**WHAT YOU NEED TO DO**. Each entry must be written out again exactly as it stands.

+--

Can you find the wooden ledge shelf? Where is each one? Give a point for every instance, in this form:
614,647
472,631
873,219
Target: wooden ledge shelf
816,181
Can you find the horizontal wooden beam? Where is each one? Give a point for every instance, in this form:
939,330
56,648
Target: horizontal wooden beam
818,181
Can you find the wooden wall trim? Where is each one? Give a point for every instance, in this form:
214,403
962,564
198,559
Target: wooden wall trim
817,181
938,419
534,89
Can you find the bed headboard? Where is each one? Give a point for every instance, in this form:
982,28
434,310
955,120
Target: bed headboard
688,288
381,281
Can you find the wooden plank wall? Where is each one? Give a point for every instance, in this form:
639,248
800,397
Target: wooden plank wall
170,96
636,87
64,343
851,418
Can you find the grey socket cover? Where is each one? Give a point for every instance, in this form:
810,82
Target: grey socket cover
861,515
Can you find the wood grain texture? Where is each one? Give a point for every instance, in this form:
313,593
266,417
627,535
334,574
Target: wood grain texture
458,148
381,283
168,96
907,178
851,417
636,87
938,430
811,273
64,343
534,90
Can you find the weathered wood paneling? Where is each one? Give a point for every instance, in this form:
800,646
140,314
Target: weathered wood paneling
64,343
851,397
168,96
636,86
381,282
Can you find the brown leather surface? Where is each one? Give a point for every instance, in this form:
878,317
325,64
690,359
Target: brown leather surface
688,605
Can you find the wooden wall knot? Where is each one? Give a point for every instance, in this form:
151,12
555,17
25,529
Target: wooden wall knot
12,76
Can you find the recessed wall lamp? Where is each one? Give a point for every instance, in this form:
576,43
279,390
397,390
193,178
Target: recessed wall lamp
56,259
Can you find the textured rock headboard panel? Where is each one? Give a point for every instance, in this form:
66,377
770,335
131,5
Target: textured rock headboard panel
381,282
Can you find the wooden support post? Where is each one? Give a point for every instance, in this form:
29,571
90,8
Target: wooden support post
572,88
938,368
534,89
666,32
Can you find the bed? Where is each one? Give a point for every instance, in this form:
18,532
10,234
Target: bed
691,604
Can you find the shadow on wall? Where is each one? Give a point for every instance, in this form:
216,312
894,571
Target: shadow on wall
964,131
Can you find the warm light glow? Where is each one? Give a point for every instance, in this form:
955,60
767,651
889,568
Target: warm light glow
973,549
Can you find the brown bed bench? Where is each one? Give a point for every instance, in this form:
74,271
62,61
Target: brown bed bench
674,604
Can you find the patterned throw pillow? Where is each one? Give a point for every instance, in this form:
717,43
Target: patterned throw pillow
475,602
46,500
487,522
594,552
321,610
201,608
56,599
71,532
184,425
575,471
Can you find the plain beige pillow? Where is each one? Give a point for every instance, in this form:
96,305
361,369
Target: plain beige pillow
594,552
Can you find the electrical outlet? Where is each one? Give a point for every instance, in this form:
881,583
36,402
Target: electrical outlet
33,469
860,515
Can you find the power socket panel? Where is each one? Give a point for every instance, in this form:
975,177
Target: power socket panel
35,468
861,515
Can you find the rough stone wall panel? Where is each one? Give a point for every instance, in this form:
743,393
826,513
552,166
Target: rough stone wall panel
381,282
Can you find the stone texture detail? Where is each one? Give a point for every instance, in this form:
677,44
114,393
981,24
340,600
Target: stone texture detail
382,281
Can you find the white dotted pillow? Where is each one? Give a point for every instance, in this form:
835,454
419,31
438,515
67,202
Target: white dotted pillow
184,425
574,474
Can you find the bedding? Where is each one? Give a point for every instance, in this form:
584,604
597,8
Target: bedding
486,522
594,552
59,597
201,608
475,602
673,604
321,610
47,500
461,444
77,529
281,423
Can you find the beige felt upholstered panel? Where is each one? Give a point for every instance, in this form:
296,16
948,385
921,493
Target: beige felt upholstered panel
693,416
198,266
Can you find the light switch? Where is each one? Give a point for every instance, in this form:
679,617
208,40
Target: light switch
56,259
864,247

+--

**EXERCISE RESPONSE**.
Can you find the wooden ledge shelf? Where is each one? Give a point for every instance, in this form:
614,647
472,631
873,219
Target: wooden ledge shelf
816,181
Can you find the horizontal wooden beam? Where is each one? Give a point for every instance, in this form:
939,330
56,648
Target: horizontal wooden beam
818,181
Can you find the wooden wall trim? Where is each one? Give a point for every instance, in this form:
214,403
962,564
198,559
Target: wooden wall trim
817,181
938,419
534,89
Can you find the bed headboard? Where is each one? Give a point for every instance, in this form:
982,28
434,310
955,120
Target: bed headboard
688,288
381,281
Can you find the wooden plank wall? Where is each one? Give a point for every instance, in this form:
639,248
800,397
Target: wooden plank wall
170,96
636,87
64,343
851,418
Can you find the grey socket cover? Where is each one? Give a point for every instance, in this form:
810,82
Target: grey socket cover
861,515
Can you find the wood grain texture? Where is each one? Give a point for every instance, in this form:
313,593
266,417
627,535
334,574
Target: wood grain texture
458,148
381,283
168,96
907,178
851,417
636,87
938,430
811,273
64,343
534,90
Can you find the weathered wood paneling? Where is each one? Give a point for every instance, in this form:
800,646
140,314
Target: weathered wood paneling
64,343
851,397
168,96
636,86
381,282
Can you find the brown leather surface? Where is each one? Give a point for every instance, in this form:
878,317
325,64
690,359
Target: brown leather surface
688,605
Can you find the wooden wall knot? Where is each one? Give a point for every instance, in this form:
151,12
555,17
25,529
Target: wooden wall knot
12,76
Can you find the recessed wall lamp? Where is each one? Give a point for every instance, in this form:
576,43
279,390
397,390
193,178
Target: recessed wall lamp
56,259
Can you find the textured rock headboard panel? Where is each one? Give a point for every instance, in this form:
66,377
770,335
131,5
Target: textured rock headboard panel
381,282
Can you find the wooden support post? Where is each one? Give a point for every instance, in this form:
29,571
90,8
Target: wooden support post
572,88
938,368
534,89
666,32
Can you find the bed? Where is each one? Give a point for every instance, in this form:
18,532
10,234
Target: bed
691,604
Can you find the shadow on wall? Where is each one? Give a point for every instance, in this form:
216,312
894,571
Target: shadow on wall
964,131
Can you find the warm light glow? Where is each one? Give a point for every instance, in this form:
955,60
767,651
889,568
Target: warm light glow
973,549
Can you find the brown bed bench? Where is each one? Give a point for every instance, in this form:
74,271
62,61
Target: brown bed bench
674,604
Can you find the patterned throw pillow? Where is each one? Give a point for every instance, in this form:
717,43
Target: patterned throw pillow
475,602
46,500
487,522
594,552
321,610
201,608
56,599
71,532
184,425
575,471
Can you find the plain beige pillow? Where is each one? Give a point for every instance, in this form:
96,305
361,369
Target: plain beige pillow
594,552
Can you find the electrical outlet? Where is each one? Give a point for every instance, in this form:
881,583
36,402
Target: electrical outlet
33,469
860,515
Can you find the power socket panel? Where is each one? Give a point for every instance, in this form:
975,177
Target: power socket panel
35,468
861,515
Can you find the rough stone wall panel? Where is each one? Give a point for every instance, in this form:
743,393
826,513
552,166
Target: rough stone wall panel
381,282
Can you find the stone texture detail? Where is each one? Give a point for every instance, in this form:
677,44
114,393
981,24
340,600
Target: stone texture detail
382,281
Can you find the white dotted pillow? Where is each one? Give a point for every instance, in this form:
835,454
419,31
438,515
67,202
Target: white dotted pillow
184,425
574,474
Can you find the bedding? Where is each one? Give a point for every instance, in this form:
584,604
597,8
Target: bedding
486,522
594,552
59,597
201,608
475,602
673,604
321,610
47,500
461,444
77,529
281,423
Can you find the beige felt upholstered panel? Where is each one? Give a point for every instance, in this form:
296,16
948,385
921,493
Target: beige felt upholstered panel
693,416
198,266
Can you find the light switch? Where is each one? Give a point for every instance, in this form:
679,617
208,40
Target: light switch
56,259
864,247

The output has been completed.